* **TEXT PROVIDED**:
Reason: If you only put 170AH as your battery bank (when you really have 340AH) you could easily have a problem knowing your actual state of charge. Consider the following situation.... Let's say you program your battery monitor telling it your battery bank is 170AH. Now lets assume you start with fully charged batteries and you start using/draining your battery while camping. Let's assume you actually use 340AH worth of battery power over a couple of days. As soon as you use 170AH your monitor will say "0% full" on your battery monitor. BUT, let's say you don't notice and you actually use 170AH more. Your battery monitor will still just say "0% full". You will incorrectly think that means your batteries are "actually at 50% state of charge". But in reality they are closer to 0% true state of charge (almost dead). Now assume you start charging and you charge your batteries 170AH worth of charge. Your batteries will ONLY be half charged (50% state of charge), but your battery monitor will now say they are fully charged up to 100% (when in fact they are not). Understand?

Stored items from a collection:
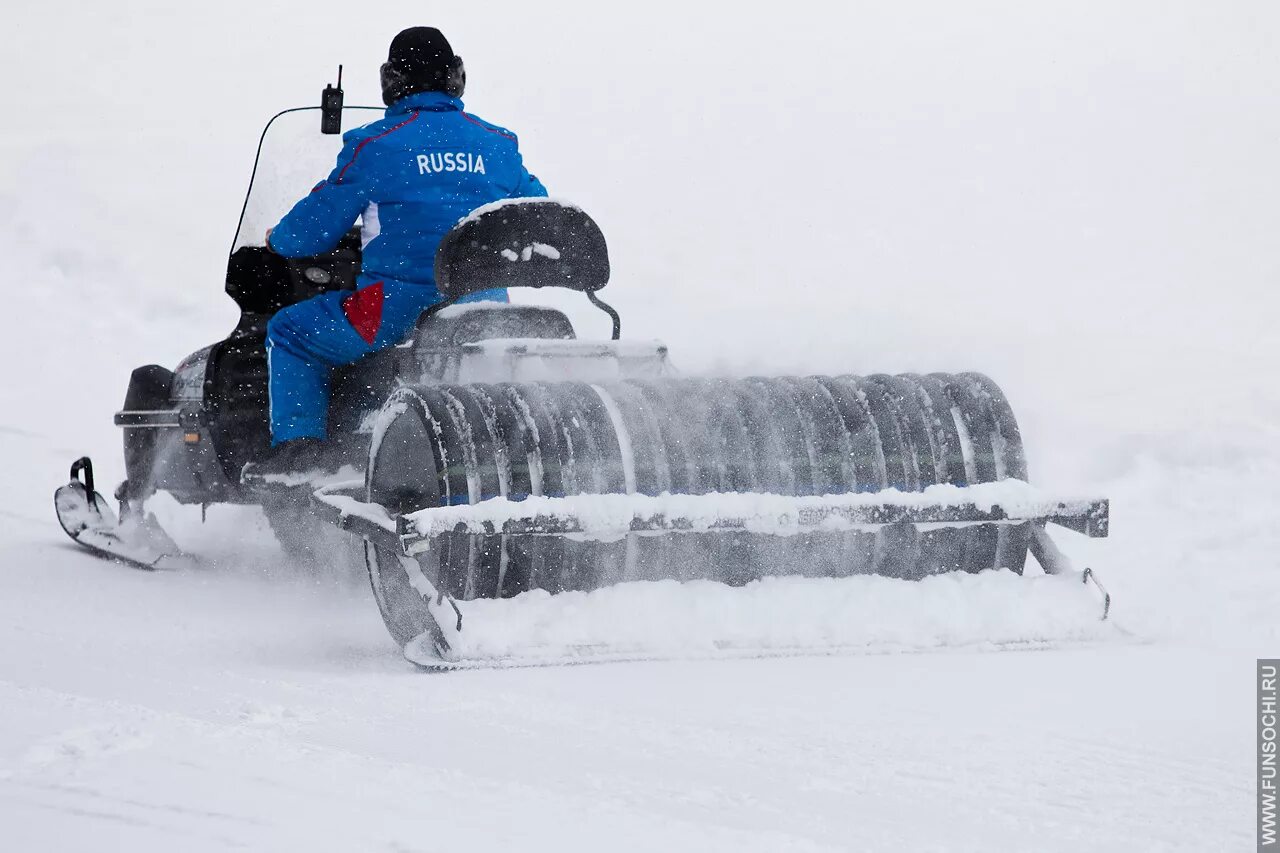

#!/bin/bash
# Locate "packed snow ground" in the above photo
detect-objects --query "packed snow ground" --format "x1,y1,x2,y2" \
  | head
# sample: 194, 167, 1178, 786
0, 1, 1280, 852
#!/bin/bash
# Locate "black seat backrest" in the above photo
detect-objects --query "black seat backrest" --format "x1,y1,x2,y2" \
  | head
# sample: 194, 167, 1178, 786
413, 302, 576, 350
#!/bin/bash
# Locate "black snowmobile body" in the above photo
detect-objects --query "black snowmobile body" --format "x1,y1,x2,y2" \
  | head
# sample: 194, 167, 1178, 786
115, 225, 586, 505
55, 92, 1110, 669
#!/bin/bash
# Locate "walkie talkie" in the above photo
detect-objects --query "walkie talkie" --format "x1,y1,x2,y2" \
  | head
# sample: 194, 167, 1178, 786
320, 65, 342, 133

...

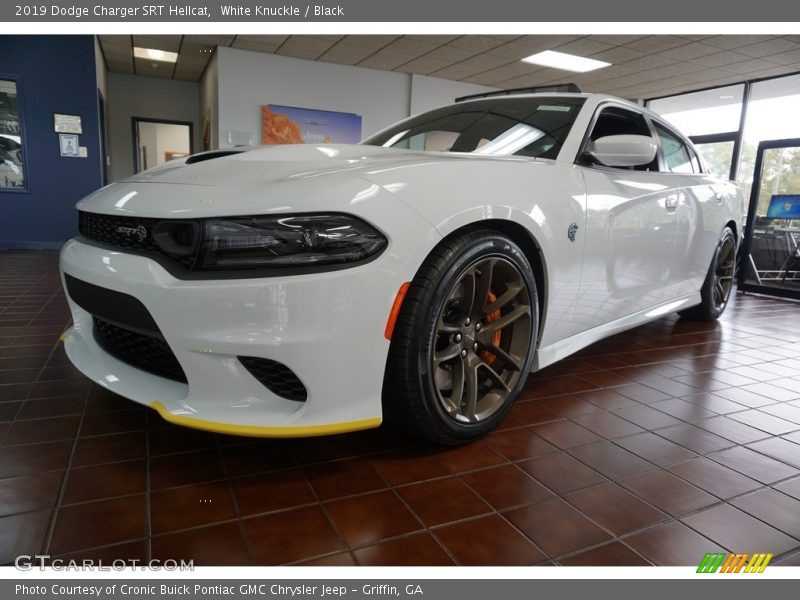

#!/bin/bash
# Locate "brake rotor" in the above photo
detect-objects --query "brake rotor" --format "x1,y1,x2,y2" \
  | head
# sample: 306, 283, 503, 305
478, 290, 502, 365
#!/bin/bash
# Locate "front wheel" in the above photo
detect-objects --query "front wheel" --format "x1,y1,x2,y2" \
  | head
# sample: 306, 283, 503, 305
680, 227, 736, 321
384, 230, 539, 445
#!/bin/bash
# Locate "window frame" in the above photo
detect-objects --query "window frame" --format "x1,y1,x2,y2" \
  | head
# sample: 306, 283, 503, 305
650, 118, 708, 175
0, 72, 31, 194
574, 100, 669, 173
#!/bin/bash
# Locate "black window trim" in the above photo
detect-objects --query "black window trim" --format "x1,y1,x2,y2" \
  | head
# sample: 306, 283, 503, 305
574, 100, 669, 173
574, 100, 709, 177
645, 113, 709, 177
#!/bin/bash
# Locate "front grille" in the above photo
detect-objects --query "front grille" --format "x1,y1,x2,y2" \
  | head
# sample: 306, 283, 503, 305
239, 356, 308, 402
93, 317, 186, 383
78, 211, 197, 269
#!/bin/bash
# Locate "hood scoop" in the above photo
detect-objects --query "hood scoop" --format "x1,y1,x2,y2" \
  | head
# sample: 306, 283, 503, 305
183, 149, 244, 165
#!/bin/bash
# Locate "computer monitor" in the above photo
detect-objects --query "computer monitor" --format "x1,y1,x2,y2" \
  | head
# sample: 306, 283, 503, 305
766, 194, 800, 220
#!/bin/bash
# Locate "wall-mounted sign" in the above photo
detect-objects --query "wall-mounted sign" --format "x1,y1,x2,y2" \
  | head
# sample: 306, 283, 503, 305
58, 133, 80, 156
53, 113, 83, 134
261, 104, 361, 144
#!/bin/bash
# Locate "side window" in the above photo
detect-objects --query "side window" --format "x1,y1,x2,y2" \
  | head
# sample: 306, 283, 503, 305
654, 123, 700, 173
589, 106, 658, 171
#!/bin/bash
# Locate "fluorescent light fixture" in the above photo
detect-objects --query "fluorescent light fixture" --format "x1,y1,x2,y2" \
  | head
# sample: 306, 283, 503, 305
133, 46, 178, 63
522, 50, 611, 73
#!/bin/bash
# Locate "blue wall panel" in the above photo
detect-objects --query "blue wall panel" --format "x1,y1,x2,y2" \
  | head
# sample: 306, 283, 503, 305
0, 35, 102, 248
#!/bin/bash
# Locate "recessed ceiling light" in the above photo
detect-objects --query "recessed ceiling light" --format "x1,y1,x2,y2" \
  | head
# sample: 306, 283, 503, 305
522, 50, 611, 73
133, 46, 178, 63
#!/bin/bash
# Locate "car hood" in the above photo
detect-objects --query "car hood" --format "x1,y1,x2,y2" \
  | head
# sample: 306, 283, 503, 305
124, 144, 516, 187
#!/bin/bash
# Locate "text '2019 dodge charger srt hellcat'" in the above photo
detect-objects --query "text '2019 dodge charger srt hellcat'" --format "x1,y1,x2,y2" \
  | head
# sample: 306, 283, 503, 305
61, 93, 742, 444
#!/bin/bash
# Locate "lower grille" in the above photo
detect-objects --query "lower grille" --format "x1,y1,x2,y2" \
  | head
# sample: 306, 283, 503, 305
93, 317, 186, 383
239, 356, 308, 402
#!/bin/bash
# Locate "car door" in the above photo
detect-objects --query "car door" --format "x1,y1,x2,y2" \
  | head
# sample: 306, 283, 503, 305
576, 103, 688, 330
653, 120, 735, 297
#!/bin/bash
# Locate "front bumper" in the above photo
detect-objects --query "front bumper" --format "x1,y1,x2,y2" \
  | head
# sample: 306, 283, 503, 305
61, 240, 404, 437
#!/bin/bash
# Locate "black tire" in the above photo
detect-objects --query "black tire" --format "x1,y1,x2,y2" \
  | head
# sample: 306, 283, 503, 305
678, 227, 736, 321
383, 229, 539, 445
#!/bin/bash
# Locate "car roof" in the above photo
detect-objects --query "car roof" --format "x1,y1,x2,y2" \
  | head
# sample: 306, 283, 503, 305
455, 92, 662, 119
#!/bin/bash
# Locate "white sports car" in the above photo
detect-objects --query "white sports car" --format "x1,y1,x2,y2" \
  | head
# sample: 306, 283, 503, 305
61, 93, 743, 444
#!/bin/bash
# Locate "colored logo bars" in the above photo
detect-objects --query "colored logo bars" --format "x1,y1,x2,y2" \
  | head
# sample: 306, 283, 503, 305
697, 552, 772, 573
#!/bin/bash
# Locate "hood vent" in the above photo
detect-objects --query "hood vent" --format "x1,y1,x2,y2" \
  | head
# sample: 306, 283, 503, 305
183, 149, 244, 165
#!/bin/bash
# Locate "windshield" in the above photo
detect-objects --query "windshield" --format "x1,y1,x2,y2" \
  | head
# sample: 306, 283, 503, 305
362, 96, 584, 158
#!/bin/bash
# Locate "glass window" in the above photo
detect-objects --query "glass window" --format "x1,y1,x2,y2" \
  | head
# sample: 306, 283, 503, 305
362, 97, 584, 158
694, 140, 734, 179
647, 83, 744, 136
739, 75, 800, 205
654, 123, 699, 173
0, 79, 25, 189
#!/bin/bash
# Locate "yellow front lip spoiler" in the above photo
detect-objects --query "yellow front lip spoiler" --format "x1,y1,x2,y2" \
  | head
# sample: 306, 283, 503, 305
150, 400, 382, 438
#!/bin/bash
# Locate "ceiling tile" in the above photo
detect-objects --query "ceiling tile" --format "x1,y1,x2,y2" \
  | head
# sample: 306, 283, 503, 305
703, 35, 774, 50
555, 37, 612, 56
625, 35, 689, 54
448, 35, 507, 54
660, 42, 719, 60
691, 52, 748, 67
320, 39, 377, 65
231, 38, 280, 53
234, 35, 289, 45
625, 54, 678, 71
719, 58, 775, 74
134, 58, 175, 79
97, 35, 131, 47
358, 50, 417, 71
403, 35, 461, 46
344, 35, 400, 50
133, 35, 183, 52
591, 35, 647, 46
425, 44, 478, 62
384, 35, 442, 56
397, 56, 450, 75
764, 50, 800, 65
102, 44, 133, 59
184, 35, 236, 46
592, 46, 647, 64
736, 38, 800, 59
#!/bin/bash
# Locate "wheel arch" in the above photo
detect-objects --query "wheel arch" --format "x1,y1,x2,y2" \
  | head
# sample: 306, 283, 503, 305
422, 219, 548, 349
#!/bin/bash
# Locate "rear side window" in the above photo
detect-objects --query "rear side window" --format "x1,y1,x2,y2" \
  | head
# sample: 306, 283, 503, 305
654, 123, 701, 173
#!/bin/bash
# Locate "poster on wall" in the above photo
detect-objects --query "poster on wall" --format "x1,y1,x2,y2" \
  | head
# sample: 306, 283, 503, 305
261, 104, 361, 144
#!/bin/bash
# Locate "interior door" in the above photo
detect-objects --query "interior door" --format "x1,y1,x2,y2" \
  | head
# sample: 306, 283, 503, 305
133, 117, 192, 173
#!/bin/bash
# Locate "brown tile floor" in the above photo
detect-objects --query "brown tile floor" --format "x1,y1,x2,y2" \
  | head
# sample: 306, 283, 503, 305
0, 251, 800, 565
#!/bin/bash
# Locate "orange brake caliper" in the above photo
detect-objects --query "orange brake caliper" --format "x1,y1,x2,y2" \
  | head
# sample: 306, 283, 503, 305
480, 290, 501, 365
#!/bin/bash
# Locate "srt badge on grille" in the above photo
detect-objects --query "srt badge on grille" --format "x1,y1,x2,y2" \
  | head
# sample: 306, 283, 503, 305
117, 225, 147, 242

---

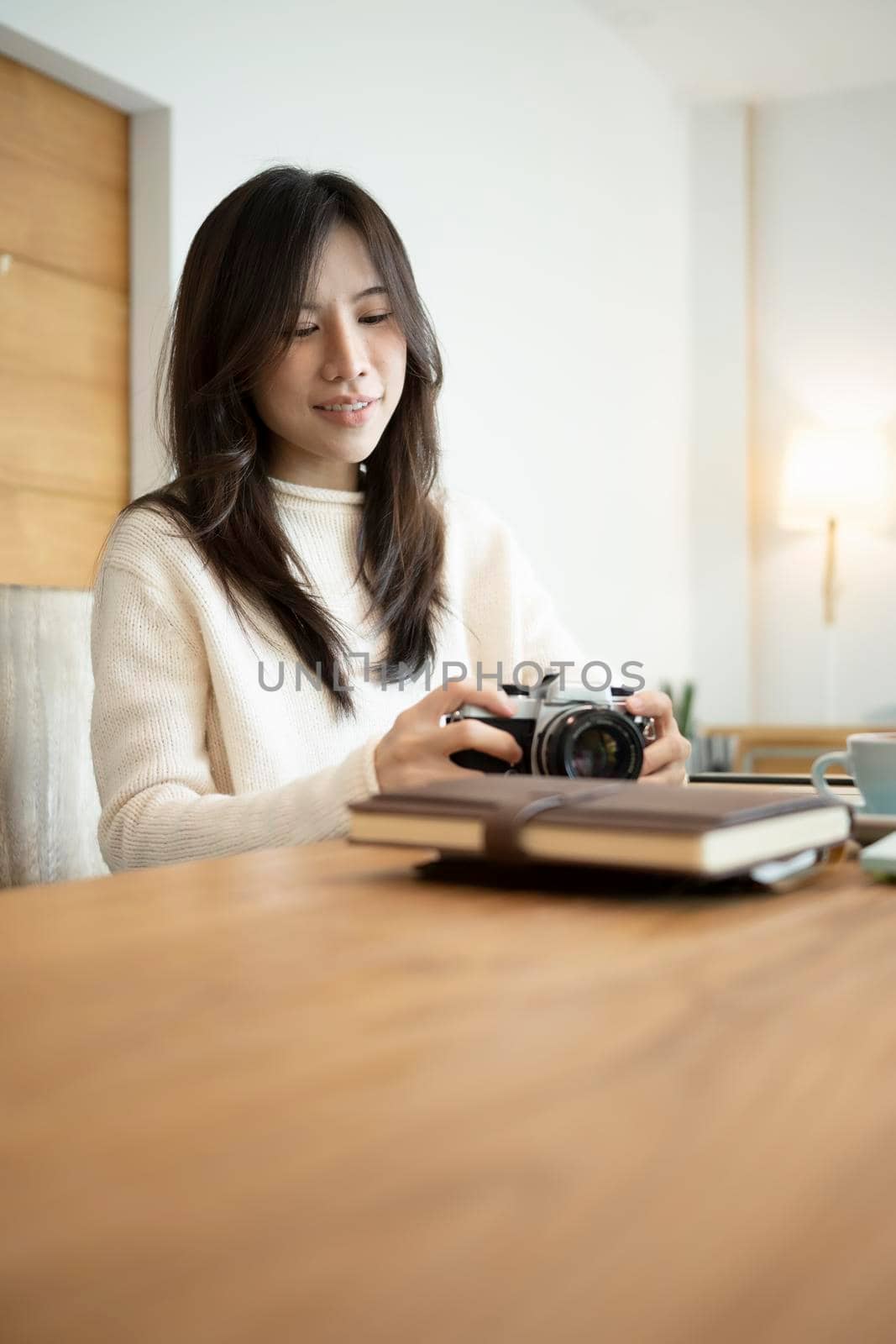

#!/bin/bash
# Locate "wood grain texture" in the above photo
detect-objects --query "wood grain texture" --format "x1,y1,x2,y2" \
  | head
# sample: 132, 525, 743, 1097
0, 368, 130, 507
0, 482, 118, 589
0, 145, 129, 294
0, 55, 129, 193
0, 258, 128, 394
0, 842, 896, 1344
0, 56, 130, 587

* **WHAT IS ASKED**:
Answer these questions using the battery monitor text.
1. What is the real capacity of the battery bank in the situation described?
2. What does the monitor display once 170AH has been used?
3. After 170AH worth of charge is put back in, what is the true state of charge of the batteries?
The listing is separate material with no connection to the battery monitor text.

* **SOLUTION TO THE EXERCISE**:
1. 340AH.
2. "0% full."
3. 50% (half charged), although the monitor shows 100%.